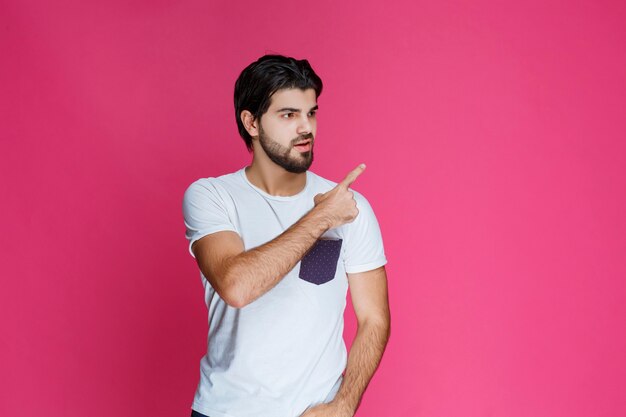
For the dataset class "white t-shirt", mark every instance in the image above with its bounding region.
[183,169,387,417]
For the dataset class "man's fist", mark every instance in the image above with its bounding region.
[313,164,365,229]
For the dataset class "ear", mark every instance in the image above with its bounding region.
[239,110,259,138]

> EXERCISE DESCRIPTION
Quote the text of the items above word for word, without the picture.

> EXERCISE SOLUTION
For the dataset class "white t-shirt", mark every instance in the image above with its bounding region.
[183,169,387,417]
For the dataset class "man's fist", mark every instance in the image above with its bounding region.
[313,164,365,229]
For the dataset class "ear", mark every instance in the image above with its bounding region.
[239,110,259,138]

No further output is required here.